Task item —
Find the string "tree" in the listing and report every line that has it.

Data for the task —
********************
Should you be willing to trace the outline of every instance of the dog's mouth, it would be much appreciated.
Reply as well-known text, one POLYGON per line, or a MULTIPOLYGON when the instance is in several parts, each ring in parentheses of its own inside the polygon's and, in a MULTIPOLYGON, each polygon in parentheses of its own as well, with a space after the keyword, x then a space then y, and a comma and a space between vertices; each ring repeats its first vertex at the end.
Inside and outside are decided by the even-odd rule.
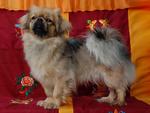
POLYGON ((34 23, 32 30, 34 34, 39 36, 40 38, 46 36, 48 33, 48 30, 44 24, 44 21, 40 18, 34 23))

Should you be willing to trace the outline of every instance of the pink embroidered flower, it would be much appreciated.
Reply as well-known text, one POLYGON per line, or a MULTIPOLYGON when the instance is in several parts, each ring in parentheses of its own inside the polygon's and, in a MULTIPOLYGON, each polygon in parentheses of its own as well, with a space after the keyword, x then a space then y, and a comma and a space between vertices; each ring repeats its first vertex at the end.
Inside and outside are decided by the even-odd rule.
POLYGON ((32 86, 34 84, 34 80, 30 76, 25 76, 22 78, 21 84, 22 86, 32 86))

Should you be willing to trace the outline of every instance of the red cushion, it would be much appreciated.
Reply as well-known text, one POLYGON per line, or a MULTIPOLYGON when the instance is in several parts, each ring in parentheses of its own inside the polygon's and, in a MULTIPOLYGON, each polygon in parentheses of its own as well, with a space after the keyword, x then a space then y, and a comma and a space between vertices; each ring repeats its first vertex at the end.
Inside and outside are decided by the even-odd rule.
MULTIPOLYGON (((36 106, 37 100, 45 98, 44 91, 40 85, 27 97, 33 98, 31 104, 10 104, 11 99, 14 98, 26 99, 25 96, 21 96, 17 91, 16 75, 22 72, 29 74, 30 70, 24 60, 21 39, 16 36, 14 27, 18 18, 24 13, 24 11, 0 10, 0 113, 58 113, 58 110, 44 110, 36 106)), ((90 13, 91 16, 87 16, 89 13, 85 14, 86 15, 81 13, 70 14, 70 20, 74 26, 74 31, 71 33, 72 35, 78 35, 80 31, 84 31, 84 22, 88 18, 93 17, 99 19, 99 17, 109 17, 110 23, 116 28, 119 28, 125 35, 124 40, 126 44, 129 45, 127 10, 118 10, 118 12, 94 12, 93 14, 90 13), (79 17, 77 15, 79 15, 79 17), (80 19, 81 16, 83 20, 80 19), (74 17, 76 17, 76 20, 73 20, 74 17), (78 26, 75 25, 75 22, 78 26), (81 25, 81 23, 83 25, 81 25), (80 29, 80 27, 82 29, 80 29)), ((82 95, 86 95, 83 88, 82 95)), ((124 110, 126 113, 150 113, 150 106, 140 101, 130 98, 127 102, 128 106, 118 109, 124 110)), ((115 108, 107 104, 97 103, 91 96, 74 97, 73 107, 75 113, 107 113, 113 111, 115 108)))

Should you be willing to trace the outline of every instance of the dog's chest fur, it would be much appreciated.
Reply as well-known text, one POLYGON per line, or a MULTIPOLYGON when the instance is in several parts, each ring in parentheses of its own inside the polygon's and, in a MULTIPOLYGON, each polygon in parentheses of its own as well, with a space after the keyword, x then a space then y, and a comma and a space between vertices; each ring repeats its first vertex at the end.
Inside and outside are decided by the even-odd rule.
POLYGON ((39 41, 27 33, 23 36, 25 58, 34 78, 40 82, 55 79, 56 66, 61 56, 62 40, 48 40, 39 41))

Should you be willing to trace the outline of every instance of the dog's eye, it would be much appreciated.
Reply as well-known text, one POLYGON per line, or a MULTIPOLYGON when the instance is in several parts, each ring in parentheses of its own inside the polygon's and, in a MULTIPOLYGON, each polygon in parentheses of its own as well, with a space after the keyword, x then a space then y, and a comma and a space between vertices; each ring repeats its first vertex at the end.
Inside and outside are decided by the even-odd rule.
POLYGON ((36 17, 35 17, 35 16, 33 16, 31 19, 32 19, 32 20, 34 20, 34 19, 36 19, 36 17))
POLYGON ((46 21, 47 21, 48 23, 52 23, 52 20, 49 19, 49 18, 47 18, 46 21))

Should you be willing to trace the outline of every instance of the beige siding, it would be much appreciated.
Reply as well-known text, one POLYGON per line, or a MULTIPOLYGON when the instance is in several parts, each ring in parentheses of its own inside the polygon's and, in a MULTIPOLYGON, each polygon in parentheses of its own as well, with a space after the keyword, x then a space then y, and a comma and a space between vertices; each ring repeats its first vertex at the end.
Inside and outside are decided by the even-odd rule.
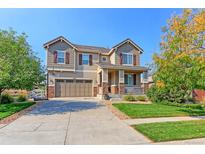
POLYGON ((56 67, 62 69, 74 69, 74 50, 65 42, 58 41, 55 44, 49 46, 47 49, 47 66, 56 67), (54 51, 62 50, 70 53, 70 63, 69 64, 56 64, 54 63, 54 51))
POLYGON ((115 64, 115 56, 116 56, 116 54, 115 54, 115 51, 110 55, 110 63, 111 64, 115 64))
POLYGON ((134 48, 132 44, 125 43, 115 51, 115 64, 120 64, 120 53, 132 53, 137 56, 137 65, 140 65, 140 51, 134 48))
POLYGON ((79 54, 83 54, 86 52, 76 52, 76 70, 96 70, 97 72, 97 66, 95 65, 96 63, 99 62, 99 55, 95 53, 86 53, 86 54, 91 54, 93 58, 93 64, 90 65, 79 65, 79 54))
POLYGON ((109 56, 105 56, 105 55, 100 55, 100 63, 108 63, 108 64, 110 64, 110 57, 109 56), (103 58, 106 58, 106 61, 103 61, 103 58))
POLYGON ((93 80, 94 85, 97 84, 97 73, 96 72, 55 72, 49 73, 50 79, 90 79, 93 80))

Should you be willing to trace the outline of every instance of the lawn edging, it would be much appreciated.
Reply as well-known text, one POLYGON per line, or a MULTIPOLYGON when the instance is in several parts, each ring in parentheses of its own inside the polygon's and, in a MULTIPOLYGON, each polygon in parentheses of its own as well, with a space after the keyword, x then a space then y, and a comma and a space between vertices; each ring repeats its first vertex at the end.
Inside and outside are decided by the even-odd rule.
POLYGON ((187 107, 169 106, 164 104, 112 104, 131 119, 157 118, 157 117, 181 117, 181 116, 205 116, 205 109, 192 109, 187 107))
POLYGON ((103 103, 108 107, 108 109, 120 120, 130 119, 128 115, 118 110, 115 106, 112 105, 112 102, 109 100, 103 101, 103 103))
POLYGON ((24 115, 25 113, 31 111, 34 107, 36 107, 37 105, 39 105, 40 103, 42 102, 34 102, 33 105, 19 111, 19 112, 16 112, 8 117, 5 117, 3 119, 0 120, 0 124, 9 124, 11 122, 13 122, 14 120, 18 119, 19 117, 21 117, 22 115, 24 115))

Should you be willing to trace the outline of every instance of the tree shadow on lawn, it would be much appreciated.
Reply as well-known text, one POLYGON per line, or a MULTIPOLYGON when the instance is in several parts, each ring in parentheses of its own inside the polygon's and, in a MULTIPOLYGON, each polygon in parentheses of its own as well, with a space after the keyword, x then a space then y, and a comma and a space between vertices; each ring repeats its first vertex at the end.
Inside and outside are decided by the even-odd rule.
POLYGON ((104 105, 89 101, 47 101, 36 106, 27 115, 52 115, 96 109, 104 105))

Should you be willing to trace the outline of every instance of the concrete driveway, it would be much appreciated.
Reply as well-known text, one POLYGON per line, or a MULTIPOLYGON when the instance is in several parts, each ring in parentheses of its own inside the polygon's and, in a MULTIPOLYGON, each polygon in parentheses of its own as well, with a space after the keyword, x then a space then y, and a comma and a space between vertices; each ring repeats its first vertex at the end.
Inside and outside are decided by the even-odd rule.
POLYGON ((147 144, 96 100, 51 100, 0 127, 0 144, 147 144))

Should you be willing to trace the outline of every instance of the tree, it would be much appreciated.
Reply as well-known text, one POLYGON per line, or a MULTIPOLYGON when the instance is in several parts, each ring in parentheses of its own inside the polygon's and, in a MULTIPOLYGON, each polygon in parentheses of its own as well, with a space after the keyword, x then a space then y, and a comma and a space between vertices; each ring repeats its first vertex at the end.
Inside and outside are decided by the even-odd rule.
POLYGON ((185 102, 195 88, 205 89, 205 10, 185 9, 163 27, 161 54, 154 54, 152 92, 160 100, 185 102))
POLYGON ((25 33, 0 30, 0 94, 11 88, 31 90, 45 79, 40 59, 26 38, 25 33))

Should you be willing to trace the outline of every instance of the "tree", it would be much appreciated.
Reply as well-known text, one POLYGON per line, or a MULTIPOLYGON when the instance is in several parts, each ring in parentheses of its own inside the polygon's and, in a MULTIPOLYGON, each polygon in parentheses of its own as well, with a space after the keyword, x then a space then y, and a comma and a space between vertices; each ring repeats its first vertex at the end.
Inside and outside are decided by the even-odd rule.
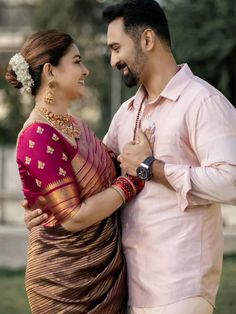
POLYGON ((235 0, 164 0, 174 54, 236 105, 235 0))
POLYGON ((24 122, 24 110, 14 89, 8 86, 3 77, 0 78, 0 87, 4 88, 6 107, 6 118, 0 119, 0 144, 14 144, 24 122))

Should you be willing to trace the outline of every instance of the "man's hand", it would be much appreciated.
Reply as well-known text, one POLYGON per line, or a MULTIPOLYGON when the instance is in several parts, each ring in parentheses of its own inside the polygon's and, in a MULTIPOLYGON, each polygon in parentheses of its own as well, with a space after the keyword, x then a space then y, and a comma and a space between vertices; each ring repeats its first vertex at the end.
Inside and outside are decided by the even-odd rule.
MULTIPOLYGON (((45 202, 45 199, 43 197, 40 197, 38 200, 38 206, 43 208, 45 202)), ((42 209, 30 208, 27 200, 24 200, 21 203, 21 206, 25 209, 24 222, 29 231, 31 231, 34 227, 42 224, 48 218, 47 214, 43 214, 42 209)))
POLYGON ((135 142, 124 146, 123 152, 118 156, 120 167, 128 174, 136 176, 136 169, 149 156, 152 156, 154 143, 154 129, 147 129, 145 133, 138 130, 135 142))

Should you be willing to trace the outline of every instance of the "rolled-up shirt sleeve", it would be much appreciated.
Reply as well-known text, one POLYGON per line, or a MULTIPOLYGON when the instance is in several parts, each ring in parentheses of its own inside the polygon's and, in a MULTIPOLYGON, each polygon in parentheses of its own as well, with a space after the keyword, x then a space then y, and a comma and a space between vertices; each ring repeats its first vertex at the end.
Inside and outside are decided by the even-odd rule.
POLYGON ((199 166, 165 164, 181 210, 210 203, 236 204, 236 110, 223 95, 204 99, 187 117, 199 166))

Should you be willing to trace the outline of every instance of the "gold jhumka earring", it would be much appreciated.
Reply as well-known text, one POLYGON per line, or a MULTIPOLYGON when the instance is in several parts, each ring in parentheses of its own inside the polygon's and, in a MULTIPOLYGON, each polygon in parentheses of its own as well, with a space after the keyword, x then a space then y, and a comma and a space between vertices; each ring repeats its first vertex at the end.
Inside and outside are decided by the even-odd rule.
POLYGON ((57 87, 57 83, 53 78, 48 82, 48 89, 46 92, 46 96, 44 96, 44 101, 47 105, 53 105, 54 100, 55 100, 54 92, 55 92, 56 87, 57 87))

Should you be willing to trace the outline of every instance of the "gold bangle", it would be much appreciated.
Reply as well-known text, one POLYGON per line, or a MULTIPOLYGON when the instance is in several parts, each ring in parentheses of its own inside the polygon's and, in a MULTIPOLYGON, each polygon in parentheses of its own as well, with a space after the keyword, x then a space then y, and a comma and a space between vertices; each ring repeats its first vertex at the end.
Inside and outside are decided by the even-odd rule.
POLYGON ((125 203, 126 203, 126 199, 125 199, 125 197, 124 197, 122 191, 121 191, 117 186, 114 186, 114 185, 111 185, 110 188, 112 188, 113 190, 115 190, 115 191, 120 195, 120 197, 122 198, 123 204, 125 204, 125 203))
********************
Exercise result —
Should you be willing to trace the outline of every instance of the tree shadow on lawn, it would be much appreciated.
Should you be willing to trace the outline of every instance of the tree, it would be much appreciated.
Should you be willing to trace the outline of every instance of the "tree", it would be much appreciated.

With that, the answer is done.